Smoking Cessation

Smoking Cessation

Smoking remains the leading cause of preventable death in the United States. Statistics show that one out of every six deaths in this country is related to smoking. It has negative health impacts on people during all stages of life, including unborn babies, infants, children, adolescents, adults and seniors.

Smoking has been associated with sudden cardiac death of all types in both men and women. Coronary artery disease and stroke—the primary types of cardiovascular disease caused by smoking—are the first and third leading causes of death in the United States.

Smoking-related coronary heart disease contributes to congestive heart failure. An estimated 4.6 million Americans have congestive heart failure, and 43,000 people die from it every year. Toxins found in the blood from smoking cigarettes contribute to the development of atherosclerosis, a progressive hardening of the arteries caused by the deposit of fatty plaques and the scarring and thickening of the artery wall. Inflammation of the artery wall and the development of blood clots can obstruct blood flow and cause heart attacks or strokes.

Cigarette smoking is a major cause of strokes. The incidence of stroke in the United States is estimated at 600,000 cases per year, and the one-year fatality rate is about 30 percent.

It's never too late to quit

The good news is that even for long-term smokers, quitting smoking carries major and immediate health benefits. When smokers quit, their bodies start to repair immediately. For example, former smokers have the same stroke risk as nonsmokers 5 to 15 years after quitting. Other remarkable changes that happen within just days of quitting include:

  • After one day, the odds of having a heart attack begin to drop.
  • After two weeks, lung function increases by up to 30 percent.
  • After one year, excess risk of coronary heart disease is cut in half.
  • After 15 years, the risk of a heart attack is the same as someone who never smoked.

[DATASET CONTENT]
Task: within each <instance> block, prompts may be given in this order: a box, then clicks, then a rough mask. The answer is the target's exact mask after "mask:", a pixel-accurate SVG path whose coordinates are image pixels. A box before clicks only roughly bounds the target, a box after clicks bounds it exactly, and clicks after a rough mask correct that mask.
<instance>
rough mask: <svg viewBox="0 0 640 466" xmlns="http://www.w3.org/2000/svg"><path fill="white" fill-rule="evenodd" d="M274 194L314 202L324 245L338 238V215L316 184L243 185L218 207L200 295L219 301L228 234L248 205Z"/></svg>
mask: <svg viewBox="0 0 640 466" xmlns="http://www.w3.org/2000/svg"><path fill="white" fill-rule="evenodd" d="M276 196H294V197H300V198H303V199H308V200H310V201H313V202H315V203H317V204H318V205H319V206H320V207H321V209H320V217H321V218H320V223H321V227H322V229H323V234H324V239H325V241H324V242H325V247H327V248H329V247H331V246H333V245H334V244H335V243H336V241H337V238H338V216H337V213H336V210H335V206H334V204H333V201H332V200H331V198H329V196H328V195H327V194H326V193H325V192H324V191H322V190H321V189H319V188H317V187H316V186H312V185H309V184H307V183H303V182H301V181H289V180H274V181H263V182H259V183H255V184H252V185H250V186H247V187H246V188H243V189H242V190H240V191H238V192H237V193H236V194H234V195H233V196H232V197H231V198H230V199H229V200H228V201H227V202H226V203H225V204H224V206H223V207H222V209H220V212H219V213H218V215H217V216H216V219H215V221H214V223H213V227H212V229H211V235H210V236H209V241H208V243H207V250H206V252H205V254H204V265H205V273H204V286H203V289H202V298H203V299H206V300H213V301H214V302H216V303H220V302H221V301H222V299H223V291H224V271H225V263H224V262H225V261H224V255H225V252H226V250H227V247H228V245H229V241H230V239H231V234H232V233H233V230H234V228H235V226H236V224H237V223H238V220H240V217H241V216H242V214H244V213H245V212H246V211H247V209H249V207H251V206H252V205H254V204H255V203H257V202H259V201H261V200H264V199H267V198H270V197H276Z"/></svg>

[WORK REQUIRED] According to the smoking cessation page, how much does lung function increase two weeks after quitting? Nothing in the listing is used here.

[EXERCISE ANSWER] By up to 30 percent.